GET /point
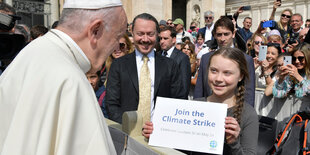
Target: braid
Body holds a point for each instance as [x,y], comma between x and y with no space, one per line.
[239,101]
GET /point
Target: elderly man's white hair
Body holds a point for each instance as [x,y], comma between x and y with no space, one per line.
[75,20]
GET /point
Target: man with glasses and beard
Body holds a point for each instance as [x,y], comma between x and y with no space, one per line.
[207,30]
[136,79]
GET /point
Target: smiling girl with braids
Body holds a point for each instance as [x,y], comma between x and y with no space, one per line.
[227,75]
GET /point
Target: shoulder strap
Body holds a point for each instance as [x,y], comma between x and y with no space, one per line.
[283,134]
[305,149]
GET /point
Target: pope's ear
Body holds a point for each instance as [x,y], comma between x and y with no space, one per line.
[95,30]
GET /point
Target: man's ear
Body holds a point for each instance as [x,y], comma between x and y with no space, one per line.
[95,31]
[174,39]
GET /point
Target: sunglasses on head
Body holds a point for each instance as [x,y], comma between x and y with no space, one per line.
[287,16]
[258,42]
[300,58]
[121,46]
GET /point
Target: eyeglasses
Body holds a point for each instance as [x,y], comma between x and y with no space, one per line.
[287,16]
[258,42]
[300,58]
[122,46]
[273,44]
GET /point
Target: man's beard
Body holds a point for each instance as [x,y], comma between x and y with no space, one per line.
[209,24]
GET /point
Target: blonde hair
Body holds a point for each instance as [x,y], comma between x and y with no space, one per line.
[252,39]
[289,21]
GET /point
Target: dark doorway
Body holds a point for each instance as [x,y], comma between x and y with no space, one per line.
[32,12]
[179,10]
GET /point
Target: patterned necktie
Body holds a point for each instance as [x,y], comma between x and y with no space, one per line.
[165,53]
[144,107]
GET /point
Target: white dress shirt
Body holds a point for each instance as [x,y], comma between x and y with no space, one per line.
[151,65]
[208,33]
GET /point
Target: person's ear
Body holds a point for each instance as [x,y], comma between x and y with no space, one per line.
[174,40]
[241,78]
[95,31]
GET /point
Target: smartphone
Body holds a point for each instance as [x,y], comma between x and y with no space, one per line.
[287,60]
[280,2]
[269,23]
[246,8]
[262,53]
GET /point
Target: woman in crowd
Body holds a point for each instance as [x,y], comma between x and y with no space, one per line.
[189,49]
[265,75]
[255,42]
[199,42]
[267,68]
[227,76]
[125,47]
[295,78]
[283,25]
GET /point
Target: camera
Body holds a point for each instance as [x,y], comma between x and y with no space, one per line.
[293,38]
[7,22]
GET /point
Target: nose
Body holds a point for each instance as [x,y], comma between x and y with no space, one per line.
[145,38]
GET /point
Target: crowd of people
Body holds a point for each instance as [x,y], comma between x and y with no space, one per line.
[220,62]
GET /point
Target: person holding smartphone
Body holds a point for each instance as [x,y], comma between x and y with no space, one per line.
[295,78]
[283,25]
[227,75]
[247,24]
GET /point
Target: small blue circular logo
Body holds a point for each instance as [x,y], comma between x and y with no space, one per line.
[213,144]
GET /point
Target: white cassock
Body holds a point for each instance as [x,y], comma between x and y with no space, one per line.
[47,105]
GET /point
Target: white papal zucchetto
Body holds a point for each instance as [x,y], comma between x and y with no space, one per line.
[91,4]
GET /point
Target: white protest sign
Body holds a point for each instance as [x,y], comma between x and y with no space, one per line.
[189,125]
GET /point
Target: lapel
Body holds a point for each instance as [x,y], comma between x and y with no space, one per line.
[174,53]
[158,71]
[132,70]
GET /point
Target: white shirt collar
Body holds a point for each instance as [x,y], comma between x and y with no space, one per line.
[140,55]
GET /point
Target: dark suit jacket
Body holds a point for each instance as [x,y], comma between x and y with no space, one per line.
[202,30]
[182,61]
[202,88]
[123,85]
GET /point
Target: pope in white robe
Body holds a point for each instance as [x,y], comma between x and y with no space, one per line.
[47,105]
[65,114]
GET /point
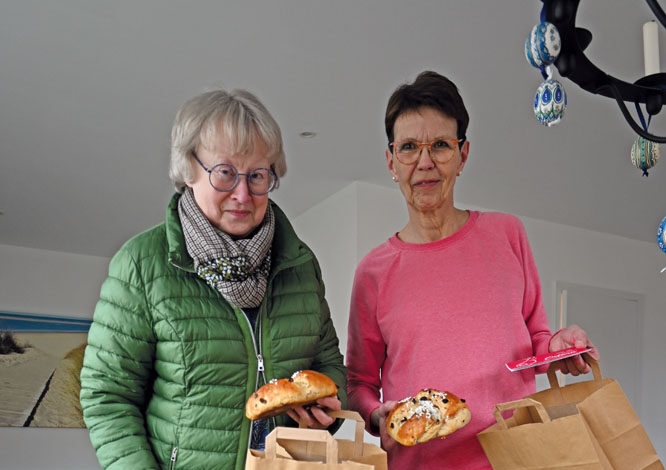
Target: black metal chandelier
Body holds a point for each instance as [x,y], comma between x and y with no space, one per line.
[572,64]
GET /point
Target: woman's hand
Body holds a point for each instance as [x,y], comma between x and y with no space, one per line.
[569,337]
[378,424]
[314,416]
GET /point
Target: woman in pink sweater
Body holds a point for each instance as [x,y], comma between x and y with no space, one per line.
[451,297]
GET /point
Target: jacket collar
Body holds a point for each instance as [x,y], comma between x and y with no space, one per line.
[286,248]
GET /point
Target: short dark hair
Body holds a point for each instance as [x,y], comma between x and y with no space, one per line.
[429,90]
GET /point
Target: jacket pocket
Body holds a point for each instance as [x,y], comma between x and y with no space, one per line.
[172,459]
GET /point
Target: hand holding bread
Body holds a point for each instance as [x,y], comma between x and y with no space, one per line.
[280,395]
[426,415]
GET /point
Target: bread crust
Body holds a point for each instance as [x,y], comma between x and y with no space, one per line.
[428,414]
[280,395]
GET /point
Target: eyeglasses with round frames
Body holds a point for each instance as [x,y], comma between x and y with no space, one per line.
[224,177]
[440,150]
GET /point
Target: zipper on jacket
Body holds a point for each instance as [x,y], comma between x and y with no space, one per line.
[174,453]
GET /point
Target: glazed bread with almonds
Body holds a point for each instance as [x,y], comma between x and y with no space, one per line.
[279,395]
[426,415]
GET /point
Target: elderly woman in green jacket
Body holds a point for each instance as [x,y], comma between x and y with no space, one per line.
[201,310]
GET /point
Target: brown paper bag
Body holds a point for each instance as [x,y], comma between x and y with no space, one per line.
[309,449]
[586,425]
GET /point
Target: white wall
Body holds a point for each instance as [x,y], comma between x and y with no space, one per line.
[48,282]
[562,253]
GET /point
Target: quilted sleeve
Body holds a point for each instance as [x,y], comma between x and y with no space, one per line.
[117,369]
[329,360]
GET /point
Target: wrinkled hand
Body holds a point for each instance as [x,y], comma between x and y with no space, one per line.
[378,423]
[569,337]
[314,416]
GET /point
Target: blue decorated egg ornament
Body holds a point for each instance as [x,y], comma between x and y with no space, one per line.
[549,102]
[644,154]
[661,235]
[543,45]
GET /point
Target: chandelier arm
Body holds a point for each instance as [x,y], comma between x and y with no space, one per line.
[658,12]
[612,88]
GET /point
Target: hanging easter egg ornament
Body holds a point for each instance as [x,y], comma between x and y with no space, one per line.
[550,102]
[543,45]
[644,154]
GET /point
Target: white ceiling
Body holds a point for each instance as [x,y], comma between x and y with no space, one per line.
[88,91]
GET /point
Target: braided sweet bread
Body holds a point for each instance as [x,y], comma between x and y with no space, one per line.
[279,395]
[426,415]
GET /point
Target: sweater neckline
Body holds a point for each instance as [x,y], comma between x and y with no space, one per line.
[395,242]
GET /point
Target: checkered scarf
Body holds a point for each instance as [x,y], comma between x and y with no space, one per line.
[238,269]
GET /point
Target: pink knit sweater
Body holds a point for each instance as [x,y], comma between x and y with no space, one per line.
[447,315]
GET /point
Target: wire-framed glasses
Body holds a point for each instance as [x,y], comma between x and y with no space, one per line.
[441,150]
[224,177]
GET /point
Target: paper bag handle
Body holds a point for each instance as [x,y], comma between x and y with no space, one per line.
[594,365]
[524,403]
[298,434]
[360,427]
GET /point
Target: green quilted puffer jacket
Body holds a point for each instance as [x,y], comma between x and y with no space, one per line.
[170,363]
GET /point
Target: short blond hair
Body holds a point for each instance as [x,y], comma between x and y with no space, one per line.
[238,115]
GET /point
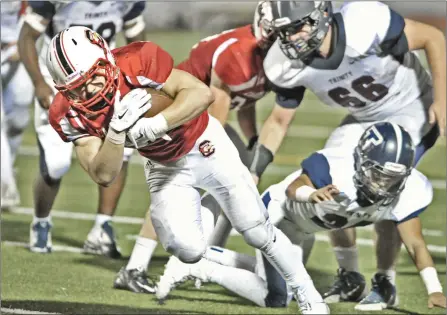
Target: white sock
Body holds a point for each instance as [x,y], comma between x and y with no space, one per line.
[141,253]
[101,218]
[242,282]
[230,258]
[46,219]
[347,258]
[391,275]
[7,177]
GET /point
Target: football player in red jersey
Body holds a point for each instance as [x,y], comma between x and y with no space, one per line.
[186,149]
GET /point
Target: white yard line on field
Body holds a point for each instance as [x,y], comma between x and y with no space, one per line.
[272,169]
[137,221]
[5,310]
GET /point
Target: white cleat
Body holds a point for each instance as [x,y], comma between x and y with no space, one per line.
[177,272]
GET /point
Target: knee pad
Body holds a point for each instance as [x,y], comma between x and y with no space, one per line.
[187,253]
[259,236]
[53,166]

-----

* Written instruction: Show each line from the rows above that contains the string "bread", matching case exactly.

* Correct result:
Target: hand holding bread
Target: bread crust
Target: glazed bread with almonds
Target: braided sweet bread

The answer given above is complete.